**Passage:**
──────
# Help me choose the right sprayer



## kennyb (May 3, 2011)

Your best choice would be the Graco 395 or you might want to look at the Graco 390.A little less money and still quaility.If you're not stuck on Graco only, the best bang for buck would be the Titan Adavantage 400.The Graco 395 and Titan 440's and larger have a bunch of bells and whistles(fancy electronics)that don't help you paint any better,just cost more!Stay away from the big boxes(Lowes.Home Depots....)and go to a:thumbup: local paint store.Not SW!!!:no:


----------



## Ironlight (Apr 13, 2011)

I'm, not a pro but I think the 395 is overkill for your needs, particularly since you are new to spraying. You'll be paying for flexibility, power, and durability that you don't need. It does not sound like you'll be spraying lighter finishes so you don't really need HVLP capability. While the house is large it's not like you're painting a 50k sq. ft. warehouse and need 1 gpm volume. And for the floor of the garage you probably want to use an epoxy paint and roll it on so you probably don't need the ability to spray heavier materials other than exterior latex. 

The magnum models should be fine for what you want to do. They are easier to handle, are less complicated to operate, and will be easier to sell if you decide you don't want to hang on to it. You want to spend your time finishing your project, not learning to use a complicated piece of machinery that is designed for more than you need.

Would love to see pictures of your project. Sounds like an interesting undertaking.


----------



## ltd (Jan 16, 2011)

imho the only thing i see a need for a sprayer for is for the e/x stucco.is this house furnished.if it is i see a real nightmare.for interior walls you still have to back roll them as to give a nice soft stipple.when you factor in cost ,prep,chasing after runs,learning curve, id would stick with cut and roll. :wink:


----------



## bokeh (Nov 1, 2010)

Thanks for the replys.

I've read many posts before putting the OP up. Most seem that the answer to my question is just to brush & roll. But I don't know how many of those other replys were from people who actually have used sprayers, or have just read others saying such and repeating their comments. 

as far as the learning curve, I pick up on things like that pretty good. I could practice an even stroke technique, along with dialing in a sprayer in the garage if needed, since I will be painting them anyhow..


about the overspray indoors. this is one thing that I seem to see allot of negative posts on. But like I was saying, I don't know how many of them are repeated from non users or sprayers. I've already gone through a couple rolls of the 12x500 foot painters plastic just to prevent splashing while rolling the ceilings. I could just get an extra sleeve of blue painters tape to make sure all the joints on the plastic are sealed, closing myself in each room (with a mask) as I go.

as far as backrolling. that is something I almost need to experience first hand. I am thinking that the time the sprayer will save me on 'cutting the corners' will make up for any time lost on backrolling five fold.
──────
**Written request 1:**
Extract every line of the listing that contains the string "tennis", matching case exactly.
The sprayer thread and the listing have no connection to each other.

**Point placement records:**
──────
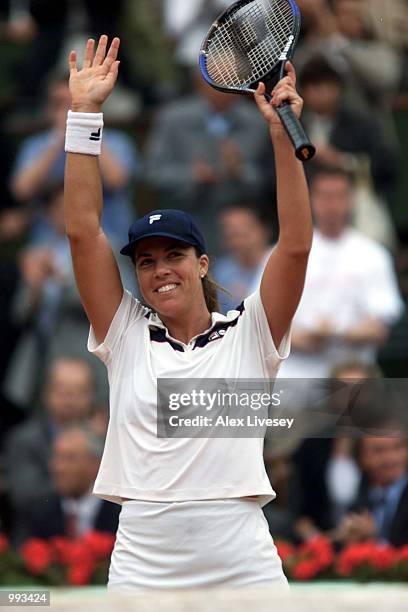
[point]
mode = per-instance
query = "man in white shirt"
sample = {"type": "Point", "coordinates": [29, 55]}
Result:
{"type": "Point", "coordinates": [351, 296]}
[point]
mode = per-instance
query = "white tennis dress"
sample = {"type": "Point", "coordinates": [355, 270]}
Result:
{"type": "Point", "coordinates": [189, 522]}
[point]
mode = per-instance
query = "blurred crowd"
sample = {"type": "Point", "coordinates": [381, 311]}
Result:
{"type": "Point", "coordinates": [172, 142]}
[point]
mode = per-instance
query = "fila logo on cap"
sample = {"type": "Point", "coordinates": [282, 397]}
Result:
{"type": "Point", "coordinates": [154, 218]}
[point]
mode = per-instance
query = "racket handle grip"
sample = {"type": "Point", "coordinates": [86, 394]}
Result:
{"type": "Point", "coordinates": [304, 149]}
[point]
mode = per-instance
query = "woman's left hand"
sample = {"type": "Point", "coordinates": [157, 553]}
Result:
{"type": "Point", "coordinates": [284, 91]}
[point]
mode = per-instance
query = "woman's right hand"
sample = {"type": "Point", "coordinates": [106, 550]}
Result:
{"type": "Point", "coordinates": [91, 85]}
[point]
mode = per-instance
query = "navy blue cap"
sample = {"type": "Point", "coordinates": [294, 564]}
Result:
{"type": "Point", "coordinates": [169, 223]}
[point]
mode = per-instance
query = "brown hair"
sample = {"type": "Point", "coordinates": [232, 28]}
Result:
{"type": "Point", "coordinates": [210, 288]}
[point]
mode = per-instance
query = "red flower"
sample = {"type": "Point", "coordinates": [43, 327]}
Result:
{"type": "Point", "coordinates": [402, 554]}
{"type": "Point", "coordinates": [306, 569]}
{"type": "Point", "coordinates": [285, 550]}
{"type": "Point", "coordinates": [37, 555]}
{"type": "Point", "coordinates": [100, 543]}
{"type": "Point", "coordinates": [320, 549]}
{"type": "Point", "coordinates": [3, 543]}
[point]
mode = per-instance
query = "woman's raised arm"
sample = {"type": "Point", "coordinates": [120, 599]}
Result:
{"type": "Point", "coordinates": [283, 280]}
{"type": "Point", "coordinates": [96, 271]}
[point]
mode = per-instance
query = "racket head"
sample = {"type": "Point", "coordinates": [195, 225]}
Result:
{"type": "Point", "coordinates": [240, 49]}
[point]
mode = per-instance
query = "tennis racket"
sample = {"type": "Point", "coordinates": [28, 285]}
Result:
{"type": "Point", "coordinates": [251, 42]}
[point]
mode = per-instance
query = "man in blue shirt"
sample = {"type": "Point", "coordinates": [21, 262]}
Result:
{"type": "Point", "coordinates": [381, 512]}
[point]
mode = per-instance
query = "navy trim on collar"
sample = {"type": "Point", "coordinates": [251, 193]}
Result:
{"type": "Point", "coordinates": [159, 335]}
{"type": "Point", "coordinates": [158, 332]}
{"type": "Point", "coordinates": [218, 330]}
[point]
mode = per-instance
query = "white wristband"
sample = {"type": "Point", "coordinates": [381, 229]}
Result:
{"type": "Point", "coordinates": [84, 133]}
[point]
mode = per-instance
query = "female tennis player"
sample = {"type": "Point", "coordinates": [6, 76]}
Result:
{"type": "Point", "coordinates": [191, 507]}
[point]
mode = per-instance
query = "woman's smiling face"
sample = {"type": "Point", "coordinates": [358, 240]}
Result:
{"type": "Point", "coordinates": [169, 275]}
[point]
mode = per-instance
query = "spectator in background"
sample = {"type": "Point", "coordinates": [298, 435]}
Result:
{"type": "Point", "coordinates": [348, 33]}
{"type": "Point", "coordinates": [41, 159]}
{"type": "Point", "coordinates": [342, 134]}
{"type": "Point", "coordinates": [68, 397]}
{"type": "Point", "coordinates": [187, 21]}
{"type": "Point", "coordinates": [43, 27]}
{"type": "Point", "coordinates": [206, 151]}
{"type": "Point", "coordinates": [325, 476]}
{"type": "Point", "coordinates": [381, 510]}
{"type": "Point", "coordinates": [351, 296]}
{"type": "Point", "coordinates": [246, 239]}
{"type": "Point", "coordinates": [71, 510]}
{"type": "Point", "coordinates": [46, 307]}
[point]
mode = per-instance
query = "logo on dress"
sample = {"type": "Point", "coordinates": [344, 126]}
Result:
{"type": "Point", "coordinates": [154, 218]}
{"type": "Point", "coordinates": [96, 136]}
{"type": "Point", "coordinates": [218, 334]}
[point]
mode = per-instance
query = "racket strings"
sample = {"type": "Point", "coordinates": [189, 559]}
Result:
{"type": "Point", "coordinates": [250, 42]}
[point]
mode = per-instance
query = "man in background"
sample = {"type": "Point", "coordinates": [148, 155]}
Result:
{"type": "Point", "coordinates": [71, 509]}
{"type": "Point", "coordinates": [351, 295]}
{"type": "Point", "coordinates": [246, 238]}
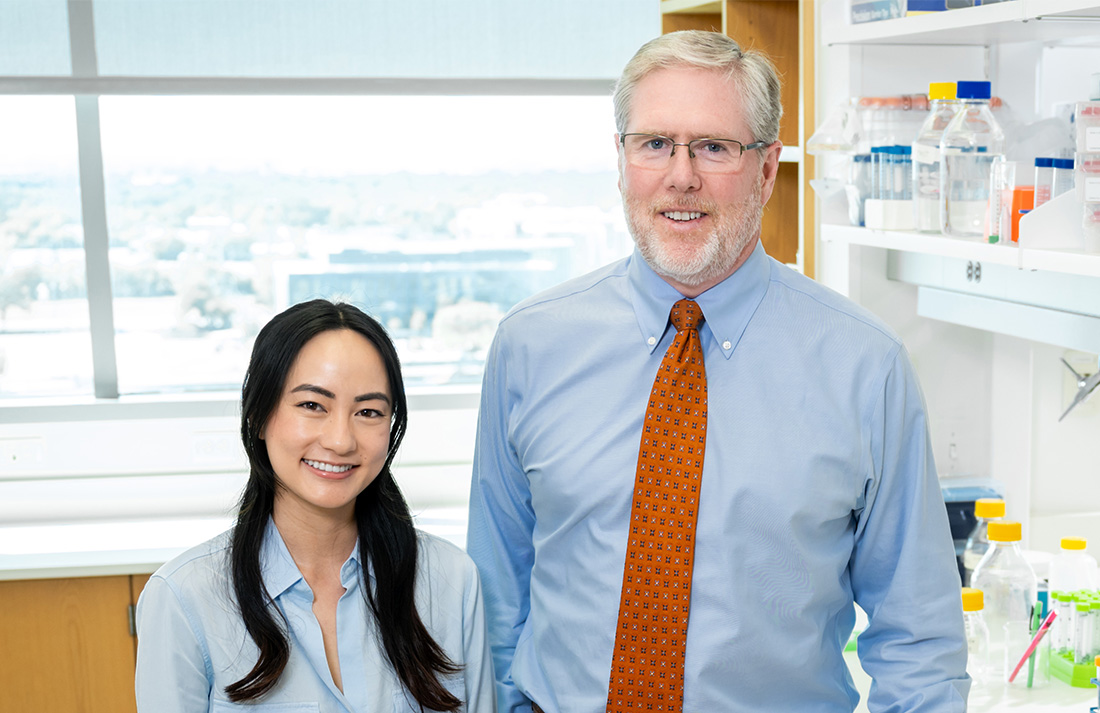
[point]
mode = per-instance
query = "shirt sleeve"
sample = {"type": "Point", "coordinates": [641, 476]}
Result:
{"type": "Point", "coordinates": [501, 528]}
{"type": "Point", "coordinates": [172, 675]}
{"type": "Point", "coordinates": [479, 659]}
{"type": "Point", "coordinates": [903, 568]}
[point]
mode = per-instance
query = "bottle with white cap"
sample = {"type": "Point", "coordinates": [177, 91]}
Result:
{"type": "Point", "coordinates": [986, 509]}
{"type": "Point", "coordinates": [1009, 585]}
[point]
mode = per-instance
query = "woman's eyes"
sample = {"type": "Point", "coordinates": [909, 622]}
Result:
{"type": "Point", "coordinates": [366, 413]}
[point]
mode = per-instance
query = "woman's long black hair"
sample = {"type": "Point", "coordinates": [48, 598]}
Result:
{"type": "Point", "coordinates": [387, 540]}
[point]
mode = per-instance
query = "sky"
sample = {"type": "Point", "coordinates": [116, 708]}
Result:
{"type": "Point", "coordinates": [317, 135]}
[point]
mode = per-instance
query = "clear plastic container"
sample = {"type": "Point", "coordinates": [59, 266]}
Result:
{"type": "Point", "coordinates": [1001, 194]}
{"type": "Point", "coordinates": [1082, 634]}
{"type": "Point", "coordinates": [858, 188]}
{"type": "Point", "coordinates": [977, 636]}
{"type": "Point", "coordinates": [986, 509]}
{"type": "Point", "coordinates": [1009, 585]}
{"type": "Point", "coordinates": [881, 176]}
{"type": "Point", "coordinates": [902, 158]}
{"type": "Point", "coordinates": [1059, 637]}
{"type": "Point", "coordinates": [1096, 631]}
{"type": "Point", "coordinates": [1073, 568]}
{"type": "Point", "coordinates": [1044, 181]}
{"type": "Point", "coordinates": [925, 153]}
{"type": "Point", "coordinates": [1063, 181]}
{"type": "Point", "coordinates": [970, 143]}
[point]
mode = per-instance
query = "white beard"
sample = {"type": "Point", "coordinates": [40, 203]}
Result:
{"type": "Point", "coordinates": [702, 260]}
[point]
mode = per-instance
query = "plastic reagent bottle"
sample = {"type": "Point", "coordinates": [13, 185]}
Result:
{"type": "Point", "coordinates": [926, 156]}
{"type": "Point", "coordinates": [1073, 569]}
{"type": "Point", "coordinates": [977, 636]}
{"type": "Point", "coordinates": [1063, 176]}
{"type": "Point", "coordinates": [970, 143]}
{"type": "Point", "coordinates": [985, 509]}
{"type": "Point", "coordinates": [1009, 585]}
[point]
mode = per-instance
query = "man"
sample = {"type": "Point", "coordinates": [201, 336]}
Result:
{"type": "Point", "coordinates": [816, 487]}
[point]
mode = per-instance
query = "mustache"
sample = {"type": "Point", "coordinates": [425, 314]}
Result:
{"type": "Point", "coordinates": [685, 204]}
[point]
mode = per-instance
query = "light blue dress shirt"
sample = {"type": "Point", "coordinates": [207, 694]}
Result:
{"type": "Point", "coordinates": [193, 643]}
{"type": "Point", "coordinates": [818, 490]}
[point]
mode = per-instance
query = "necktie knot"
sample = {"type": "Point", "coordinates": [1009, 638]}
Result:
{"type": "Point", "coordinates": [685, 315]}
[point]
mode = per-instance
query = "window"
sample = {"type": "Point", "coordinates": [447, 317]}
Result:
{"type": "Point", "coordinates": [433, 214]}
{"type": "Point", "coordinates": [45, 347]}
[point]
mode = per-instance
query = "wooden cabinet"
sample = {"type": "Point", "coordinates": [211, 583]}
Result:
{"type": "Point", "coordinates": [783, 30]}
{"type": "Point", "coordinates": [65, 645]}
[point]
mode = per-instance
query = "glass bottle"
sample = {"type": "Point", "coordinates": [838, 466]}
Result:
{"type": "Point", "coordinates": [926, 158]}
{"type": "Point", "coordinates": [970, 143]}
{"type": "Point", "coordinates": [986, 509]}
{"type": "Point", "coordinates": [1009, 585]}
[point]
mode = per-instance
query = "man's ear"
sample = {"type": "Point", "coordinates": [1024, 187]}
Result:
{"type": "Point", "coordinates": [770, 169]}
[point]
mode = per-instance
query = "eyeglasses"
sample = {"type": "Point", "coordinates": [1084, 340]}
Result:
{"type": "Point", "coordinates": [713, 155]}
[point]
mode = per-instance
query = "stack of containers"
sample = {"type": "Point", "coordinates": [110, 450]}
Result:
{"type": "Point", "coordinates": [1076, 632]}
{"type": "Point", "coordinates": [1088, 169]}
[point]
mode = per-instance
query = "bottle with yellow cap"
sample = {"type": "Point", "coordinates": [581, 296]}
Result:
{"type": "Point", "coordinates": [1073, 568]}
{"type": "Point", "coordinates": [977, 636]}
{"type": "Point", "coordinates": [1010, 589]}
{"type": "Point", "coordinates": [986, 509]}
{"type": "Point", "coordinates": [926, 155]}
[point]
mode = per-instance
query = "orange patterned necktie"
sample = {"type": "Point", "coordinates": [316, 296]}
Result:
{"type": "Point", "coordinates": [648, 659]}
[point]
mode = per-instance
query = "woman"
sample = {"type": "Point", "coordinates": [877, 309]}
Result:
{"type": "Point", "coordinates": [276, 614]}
──────
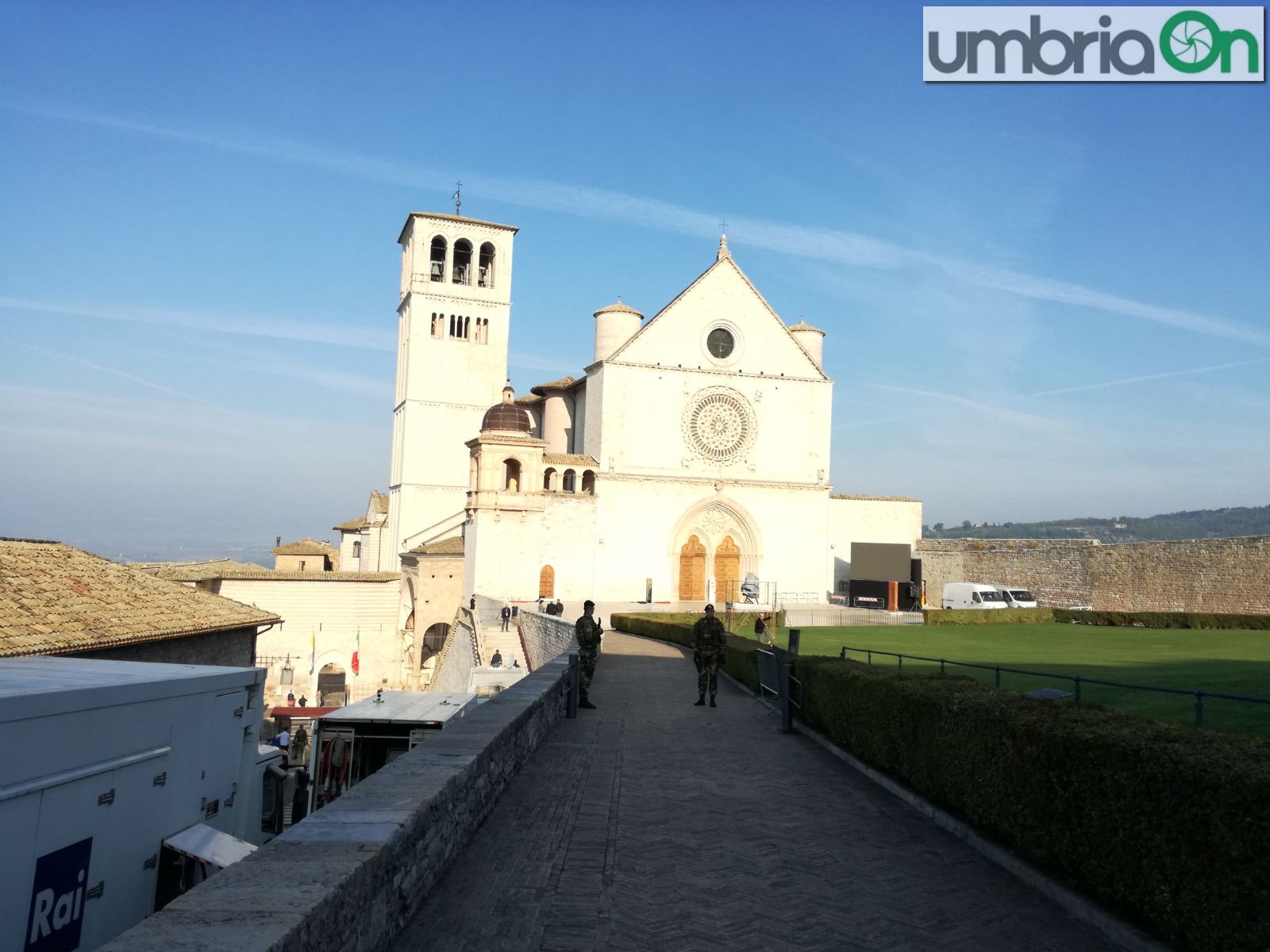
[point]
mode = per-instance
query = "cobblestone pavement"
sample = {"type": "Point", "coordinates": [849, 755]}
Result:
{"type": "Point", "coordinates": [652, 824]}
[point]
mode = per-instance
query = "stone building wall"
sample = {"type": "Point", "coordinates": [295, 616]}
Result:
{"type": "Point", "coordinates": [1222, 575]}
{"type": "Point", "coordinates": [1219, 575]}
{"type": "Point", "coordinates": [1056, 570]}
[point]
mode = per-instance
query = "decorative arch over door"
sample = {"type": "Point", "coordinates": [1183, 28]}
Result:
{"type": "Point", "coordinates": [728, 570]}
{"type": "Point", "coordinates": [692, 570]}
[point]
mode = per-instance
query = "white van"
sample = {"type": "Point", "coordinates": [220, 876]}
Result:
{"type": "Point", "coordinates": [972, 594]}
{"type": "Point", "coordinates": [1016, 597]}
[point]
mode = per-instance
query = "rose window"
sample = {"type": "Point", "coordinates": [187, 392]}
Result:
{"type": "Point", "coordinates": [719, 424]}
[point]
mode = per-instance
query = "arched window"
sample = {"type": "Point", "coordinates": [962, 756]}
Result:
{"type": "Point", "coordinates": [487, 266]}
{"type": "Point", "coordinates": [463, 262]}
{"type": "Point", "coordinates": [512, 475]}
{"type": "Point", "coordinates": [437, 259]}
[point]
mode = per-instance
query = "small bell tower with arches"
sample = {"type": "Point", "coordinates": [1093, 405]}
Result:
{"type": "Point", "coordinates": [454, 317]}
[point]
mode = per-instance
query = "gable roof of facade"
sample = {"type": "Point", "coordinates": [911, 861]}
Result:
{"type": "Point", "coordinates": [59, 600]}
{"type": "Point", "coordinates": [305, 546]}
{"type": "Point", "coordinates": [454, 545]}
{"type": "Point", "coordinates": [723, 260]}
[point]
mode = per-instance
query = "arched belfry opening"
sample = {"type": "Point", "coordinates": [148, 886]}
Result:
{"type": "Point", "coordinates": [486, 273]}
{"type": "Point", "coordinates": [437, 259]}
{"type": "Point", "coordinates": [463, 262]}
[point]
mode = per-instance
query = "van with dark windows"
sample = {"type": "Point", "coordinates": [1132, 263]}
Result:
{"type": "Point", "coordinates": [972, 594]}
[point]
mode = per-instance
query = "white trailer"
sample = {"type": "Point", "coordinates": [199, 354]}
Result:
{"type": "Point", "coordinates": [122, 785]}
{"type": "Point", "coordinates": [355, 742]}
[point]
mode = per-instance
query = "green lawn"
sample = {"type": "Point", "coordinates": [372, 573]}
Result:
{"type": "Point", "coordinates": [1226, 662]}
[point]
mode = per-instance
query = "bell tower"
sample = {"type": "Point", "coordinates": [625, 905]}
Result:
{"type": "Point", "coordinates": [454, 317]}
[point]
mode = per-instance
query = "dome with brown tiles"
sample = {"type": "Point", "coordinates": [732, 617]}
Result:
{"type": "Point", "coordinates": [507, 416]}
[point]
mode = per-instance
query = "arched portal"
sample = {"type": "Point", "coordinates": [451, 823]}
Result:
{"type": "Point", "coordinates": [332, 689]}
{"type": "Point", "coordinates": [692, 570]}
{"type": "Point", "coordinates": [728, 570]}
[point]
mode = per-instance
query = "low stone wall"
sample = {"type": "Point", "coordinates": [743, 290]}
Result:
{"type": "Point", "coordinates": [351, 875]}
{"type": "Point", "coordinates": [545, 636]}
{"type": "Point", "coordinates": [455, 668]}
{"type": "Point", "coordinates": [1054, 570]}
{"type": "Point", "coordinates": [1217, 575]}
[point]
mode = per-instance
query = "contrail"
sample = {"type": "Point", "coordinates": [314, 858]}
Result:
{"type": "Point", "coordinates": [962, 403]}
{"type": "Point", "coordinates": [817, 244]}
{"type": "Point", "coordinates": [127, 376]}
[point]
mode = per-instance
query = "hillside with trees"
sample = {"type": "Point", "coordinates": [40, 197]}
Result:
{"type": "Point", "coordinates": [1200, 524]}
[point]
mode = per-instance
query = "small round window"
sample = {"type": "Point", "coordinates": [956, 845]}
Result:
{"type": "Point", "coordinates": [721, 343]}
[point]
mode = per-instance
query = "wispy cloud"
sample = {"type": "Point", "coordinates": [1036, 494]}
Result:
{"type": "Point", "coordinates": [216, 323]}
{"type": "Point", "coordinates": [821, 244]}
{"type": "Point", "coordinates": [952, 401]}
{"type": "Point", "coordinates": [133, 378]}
──────
**Written request 2:**
List the usernames of everyone who posted in the sprayer thread.

**Correct output 1:**
query = "white tennis dress"
query = "tennis racket"
query = "female tennis player"

**Correct output 2:**
kennyb, Ironlight, ltd, bokeh